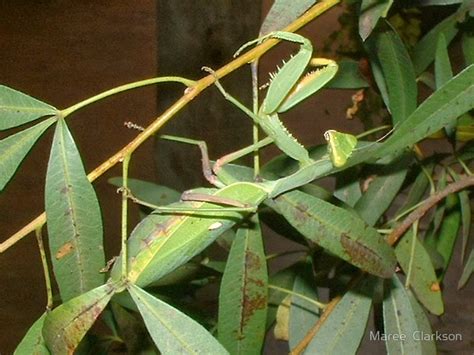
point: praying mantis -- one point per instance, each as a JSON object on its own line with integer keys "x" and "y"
{"x": 286, "y": 89}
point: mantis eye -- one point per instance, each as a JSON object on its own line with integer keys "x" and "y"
{"x": 340, "y": 146}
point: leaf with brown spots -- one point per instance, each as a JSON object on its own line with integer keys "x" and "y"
{"x": 67, "y": 324}
{"x": 73, "y": 218}
{"x": 243, "y": 294}
{"x": 172, "y": 331}
{"x": 339, "y": 231}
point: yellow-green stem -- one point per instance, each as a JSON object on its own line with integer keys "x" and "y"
{"x": 44, "y": 263}
{"x": 125, "y": 165}
{"x": 188, "y": 96}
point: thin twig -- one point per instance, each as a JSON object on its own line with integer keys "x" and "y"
{"x": 312, "y": 332}
{"x": 426, "y": 206}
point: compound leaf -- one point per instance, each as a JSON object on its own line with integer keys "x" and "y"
{"x": 17, "y": 108}
{"x": 172, "y": 331}
{"x": 73, "y": 218}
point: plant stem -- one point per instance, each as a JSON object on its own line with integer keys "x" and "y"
{"x": 412, "y": 254}
{"x": 188, "y": 96}
{"x": 125, "y": 165}
{"x": 299, "y": 295}
{"x": 44, "y": 263}
{"x": 126, "y": 87}
{"x": 426, "y": 206}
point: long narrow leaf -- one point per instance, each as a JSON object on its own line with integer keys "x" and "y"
{"x": 428, "y": 344}
{"x": 243, "y": 293}
{"x": 163, "y": 242}
{"x": 33, "y": 342}
{"x": 424, "y": 52}
{"x": 382, "y": 191}
{"x": 400, "y": 319}
{"x": 284, "y": 12}
{"x": 370, "y": 13}
{"x": 468, "y": 48}
{"x": 303, "y": 314}
{"x": 398, "y": 73}
{"x": 17, "y": 108}
{"x": 423, "y": 279}
{"x": 73, "y": 218}
{"x": 339, "y": 231}
{"x": 343, "y": 330}
{"x": 172, "y": 331}
{"x": 148, "y": 191}
{"x": 417, "y": 190}
{"x": 466, "y": 216}
{"x": 442, "y": 107}
{"x": 14, "y": 148}
{"x": 66, "y": 325}
{"x": 468, "y": 270}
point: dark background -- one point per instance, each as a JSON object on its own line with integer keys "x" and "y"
{"x": 64, "y": 51}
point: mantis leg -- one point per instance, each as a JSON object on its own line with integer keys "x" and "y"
{"x": 206, "y": 163}
{"x": 272, "y": 126}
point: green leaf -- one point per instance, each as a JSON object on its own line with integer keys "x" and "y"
{"x": 370, "y": 13}
{"x": 284, "y": 279}
{"x": 424, "y": 52}
{"x": 467, "y": 272}
{"x": 415, "y": 261}
{"x": 340, "y": 146}
{"x": 382, "y": 190}
{"x": 465, "y": 205}
{"x": 67, "y": 324}
{"x": 400, "y": 319}
{"x": 17, "y": 108}
{"x": 161, "y": 243}
{"x": 428, "y": 344}
{"x": 348, "y": 76}
{"x": 443, "y": 71}
{"x": 172, "y": 331}
{"x": 442, "y": 107}
{"x": 303, "y": 314}
{"x": 15, "y": 147}
{"x": 339, "y": 231}
{"x": 417, "y": 190}
{"x": 448, "y": 231}
{"x": 73, "y": 219}
{"x": 284, "y": 12}
{"x": 399, "y": 80}
{"x": 150, "y": 192}
{"x": 437, "y": 2}
{"x": 468, "y": 47}
{"x": 33, "y": 342}
{"x": 343, "y": 330}
{"x": 131, "y": 329}
{"x": 243, "y": 293}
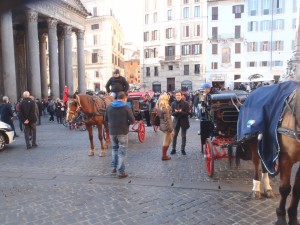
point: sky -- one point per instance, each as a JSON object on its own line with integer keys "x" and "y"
{"x": 129, "y": 14}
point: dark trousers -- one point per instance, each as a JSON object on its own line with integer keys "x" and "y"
{"x": 183, "y": 136}
{"x": 30, "y": 130}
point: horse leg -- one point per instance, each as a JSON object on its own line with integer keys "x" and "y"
{"x": 284, "y": 187}
{"x": 100, "y": 136}
{"x": 292, "y": 210}
{"x": 266, "y": 182}
{"x": 89, "y": 128}
{"x": 256, "y": 181}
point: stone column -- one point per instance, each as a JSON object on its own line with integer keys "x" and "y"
{"x": 68, "y": 58}
{"x": 33, "y": 53}
{"x": 8, "y": 56}
{"x": 53, "y": 58}
{"x": 61, "y": 61}
{"x": 43, "y": 61}
{"x": 80, "y": 62}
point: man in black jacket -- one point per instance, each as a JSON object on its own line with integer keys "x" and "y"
{"x": 116, "y": 84}
{"x": 28, "y": 116}
{"x": 119, "y": 115}
{"x": 180, "y": 111}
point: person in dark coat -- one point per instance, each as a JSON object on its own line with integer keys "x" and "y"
{"x": 28, "y": 115}
{"x": 7, "y": 114}
{"x": 180, "y": 112}
{"x": 116, "y": 84}
{"x": 119, "y": 115}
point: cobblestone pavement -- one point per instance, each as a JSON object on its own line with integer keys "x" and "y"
{"x": 58, "y": 183}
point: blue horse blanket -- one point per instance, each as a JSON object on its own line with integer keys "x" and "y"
{"x": 261, "y": 113}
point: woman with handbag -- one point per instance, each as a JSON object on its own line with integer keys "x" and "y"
{"x": 166, "y": 125}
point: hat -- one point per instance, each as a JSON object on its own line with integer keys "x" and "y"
{"x": 116, "y": 71}
{"x": 205, "y": 85}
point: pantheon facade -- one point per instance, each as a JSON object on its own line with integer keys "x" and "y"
{"x": 36, "y": 48}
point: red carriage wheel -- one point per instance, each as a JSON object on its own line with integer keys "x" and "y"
{"x": 155, "y": 128}
{"x": 141, "y": 131}
{"x": 209, "y": 157}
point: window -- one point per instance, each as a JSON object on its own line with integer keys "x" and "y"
{"x": 94, "y": 57}
{"x": 95, "y": 26}
{"x": 266, "y": 7}
{"x": 237, "y": 32}
{"x": 197, "y": 30}
{"x": 253, "y": 26}
{"x": 95, "y": 39}
{"x": 186, "y": 12}
{"x": 197, "y": 11}
{"x": 264, "y": 46}
{"x": 265, "y": 25}
{"x": 253, "y": 7}
{"x": 170, "y": 14}
{"x": 146, "y": 36}
{"x": 214, "y": 32}
{"x": 155, "y": 71}
{"x": 146, "y": 18}
{"x": 237, "y": 10}
{"x": 94, "y": 11}
{"x": 185, "y": 49}
{"x": 252, "y": 47}
{"x": 197, "y": 69}
{"x": 186, "y": 30}
{"x": 278, "y": 24}
{"x": 169, "y": 32}
{"x": 279, "y": 6}
{"x": 186, "y": 69}
{"x": 214, "y": 65}
{"x": 278, "y": 45}
{"x": 237, "y": 65}
{"x": 154, "y": 17}
{"x": 197, "y": 49}
{"x": 148, "y": 71}
{"x": 237, "y": 48}
{"x": 214, "y": 49}
{"x": 214, "y": 13}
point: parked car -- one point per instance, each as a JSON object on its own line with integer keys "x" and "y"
{"x": 6, "y": 135}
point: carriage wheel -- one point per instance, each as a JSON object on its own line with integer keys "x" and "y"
{"x": 155, "y": 128}
{"x": 209, "y": 157}
{"x": 141, "y": 131}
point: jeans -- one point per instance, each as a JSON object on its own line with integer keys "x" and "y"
{"x": 119, "y": 145}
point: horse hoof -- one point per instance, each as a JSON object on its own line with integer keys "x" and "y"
{"x": 293, "y": 221}
{"x": 256, "y": 195}
{"x": 269, "y": 194}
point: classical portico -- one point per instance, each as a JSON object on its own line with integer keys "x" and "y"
{"x": 36, "y": 49}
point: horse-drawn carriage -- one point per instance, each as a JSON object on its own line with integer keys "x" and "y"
{"x": 218, "y": 125}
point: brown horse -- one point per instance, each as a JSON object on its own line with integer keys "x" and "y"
{"x": 92, "y": 108}
{"x": 288, "y": 138}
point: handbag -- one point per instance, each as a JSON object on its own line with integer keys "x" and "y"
{"x": 154, "y": 118}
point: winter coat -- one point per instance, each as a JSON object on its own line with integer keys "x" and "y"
{"x": 166, "y": 123}
{"x": 181, "y": 117}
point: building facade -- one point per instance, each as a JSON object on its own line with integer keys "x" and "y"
{"x": 172, "y": 55}
{"x": 36, "y": 48}
{"x": 104, "y": 44}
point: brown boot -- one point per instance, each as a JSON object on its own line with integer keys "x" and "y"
{"x": 164, "y": 153}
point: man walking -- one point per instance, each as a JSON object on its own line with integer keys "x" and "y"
{"x": 180, "y": 111}
{"x": 119, "y": 115}
{"x": 29, "y": 118}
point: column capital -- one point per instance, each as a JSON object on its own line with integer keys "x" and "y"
{"x": 31, "y": 16}
{"x": 80, "y": 34}
{"x": 42, "y": 37}
{"x": 52, "y": 23}
{"x": 67, "y": 30}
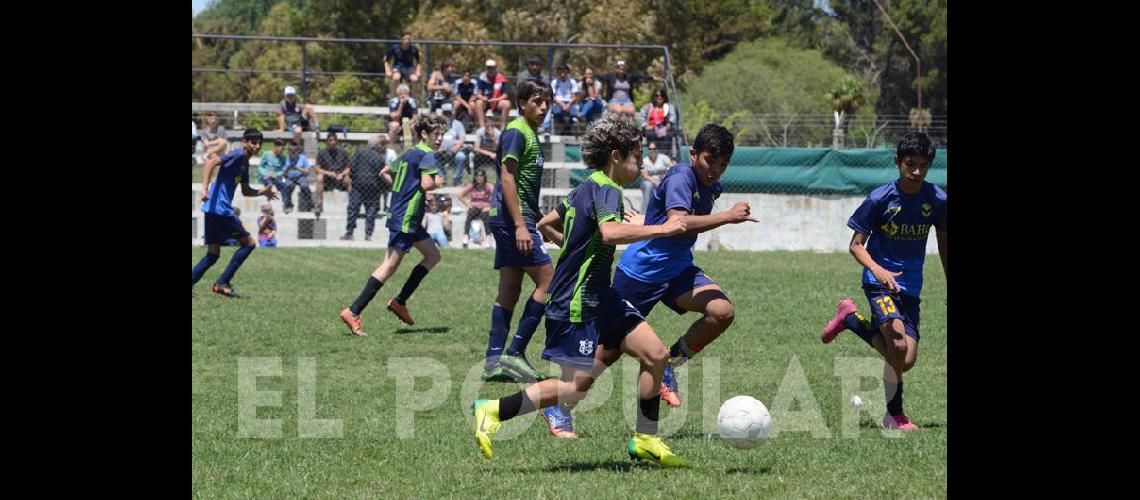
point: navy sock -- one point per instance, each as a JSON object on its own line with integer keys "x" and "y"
{"x": 501, "y": 326}
{"x": 527, "y": 326}
{"x": 409, "y": 287}
{"x": 234, "y": 263}
{"x": 201, "y": 268}
{"x": 366, "y": 294}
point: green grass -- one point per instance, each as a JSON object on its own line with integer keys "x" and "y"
{"x": 781, "y": 298}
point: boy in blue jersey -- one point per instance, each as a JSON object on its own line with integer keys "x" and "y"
{"x": 588, "y": 326}
{"x": 415, "y": 172}
{"x": 519, "y": 250}
{"x": 892, "y": 228}
{"x": 662, "y": 270}
{"x": 221, "y": 222}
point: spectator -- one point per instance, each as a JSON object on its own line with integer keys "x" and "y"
{"x": 592, "y": 104}
{"x": 477, "y": 197}
{"x": 653, "y": 167}
{"x": 493, "y": 95}
{"x": 453, "y": 150}
{"x": 659, "y": 120}
{"x": 486, "y": 144}
{"x": 440, "y": 85}
{"x": 271, "y": 169}
{"x": 401, "y": 63}
{"x": 293, "y": 116}
{"x": 366, "y": 185}
{"x": 402, "y": 106}
{"x": 532, "y": 72}
{"x": 267, "y": 227}
{"x": 464, "y": 97}
{"x": 332, "y": 170}
{"x": 296, "y": 174}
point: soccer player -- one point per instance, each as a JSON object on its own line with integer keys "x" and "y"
{"x": 892, "y": 228}
{"x": 415, "y": 172}
{"x": 518, "y": 246}
{"x": 221, "y": 222}
{"x": 588, "y": 326}
{"x": 662, "y": 270}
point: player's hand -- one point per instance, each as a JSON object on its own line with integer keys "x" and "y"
{"x": 522, "y": 239}
{"x": 886, "y": 278}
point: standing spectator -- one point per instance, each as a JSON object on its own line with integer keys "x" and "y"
{"x": 296, "y": 174}
{"x": 440, "y": 85}
{"x": 364, "y": 172}
{"x": 493, "y": 95}
{"x": 659, "y": 120}
{"x": 477, "y": 197}
{"x": 464, "y": 97}
{"x": 653, "y": 167}
{"x": 401, "y": 63}
{"x": 293, "y": 116}
{"x": 267, "y": 227}
{"x": 332, "y": 170}
{"x": 401, "y": 106}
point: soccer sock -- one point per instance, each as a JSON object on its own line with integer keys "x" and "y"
{"x": 648, "y": 411}
{"x": 234, "y": 263}
{"x": 501, "y": 326}
{"x": 527, "y": 326}
{"x": 858, "y": 324}
{"x": 514, "y": 406}
{"x": 409, "y": 287}
{"x": 682, "y": 352}
{"x": 366, "y": 294}
{"x": 894, "y": 396}
{"x": 201, "y": 268}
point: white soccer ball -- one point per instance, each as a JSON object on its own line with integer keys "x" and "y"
{"x": 743, "y": 421}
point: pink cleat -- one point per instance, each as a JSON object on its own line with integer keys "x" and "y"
{"x": 833, "y": 327}
{"x": 898, "y": 421}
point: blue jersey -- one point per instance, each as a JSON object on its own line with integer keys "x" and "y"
{"x": 659, "y": 260}
{"x": 234, "y": 171}
{"x": 580, "y": 288}
{"x": 407, "y": 193}
{"x": 898, "y": 226}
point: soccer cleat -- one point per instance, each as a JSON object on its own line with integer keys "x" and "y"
{"x": 649, "y": 447}
{"x": 669, "y": 392}
{"x": 226, "y": 289}
{"x": 833, "y": 327}
{"x": 353, "y": 321}
{"x": 487, "y": 424}
{"x": 400, "y": 311}
{"x": 560, "y": 421}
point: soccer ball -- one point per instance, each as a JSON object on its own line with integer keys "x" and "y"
{"x": 743, "y": 421}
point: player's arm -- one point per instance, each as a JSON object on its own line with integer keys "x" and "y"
{"x": 857, "y": 248}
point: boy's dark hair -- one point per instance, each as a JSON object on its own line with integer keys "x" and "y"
{"x": 917, "y": 144}
{"x": 532, "y": 87}
{"x": 716, "y": 140}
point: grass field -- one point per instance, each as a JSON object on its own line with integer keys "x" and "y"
{"x": 782, "y": 300}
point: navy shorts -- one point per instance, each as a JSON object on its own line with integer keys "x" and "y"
{"x": 575, "y": 344}
{"x": 222, "y": 228}
{"x": 506, "y": 252}
{"x": 645, "y": 295}
{"x": 404, "y": 242}
{"x": 887, "y": 305}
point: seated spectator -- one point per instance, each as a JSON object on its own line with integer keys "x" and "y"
{"x": 659, "y": 120}
{"x": 441, "y": 85}
{"x": 402, "y": 106}
{"x": 293, "y": 116}
{"x": 332, "y": 170}
{"x": 477, "y": 197}
{"x": 267, "y": 227}
{"x": 493, "y": 95}
{"x": 296, "y": 174}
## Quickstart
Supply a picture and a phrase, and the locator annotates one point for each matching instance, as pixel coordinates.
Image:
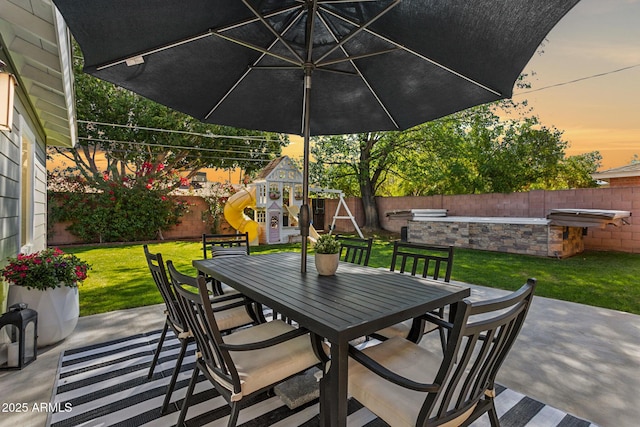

————————

▸ Exercise aim:
Exactly the lines from the one that contains "point: navy shorts" through the last line of the records should be set down, and the pictures should be dropped.

▸ Solution:
point: navy shorts -- one point per instance, each as a JSON object on its own line with integer keys "x" and "y"
{"x": 575, "y": 344}
{"x": 222, "y": 228}
{"x": 506, "y": 252}
{"x": 645, "y": 295}
{"x": 404, "y": 242}
{"x": 887, "y": 305}
point: seated spectator -- one point per instance, each as a JSON object on its own line with integer keys "x" and "y"
{"x": 659, "y": 120}
{"x": 441, "y": 85}
{"x": 402, "y": 106}
{"x": 293, "y": 116}
{"x": 332, "y": 170}
{"x": 477, "y": 197}
{"x": 267, "y": 227}
{"x": 493, "y": 95}
{"x": 296, "y": 174}
## Quickstart
Supply a picture and a phrase, and the locator annotates one point for each matching instance, as pixel coordinates.
Image:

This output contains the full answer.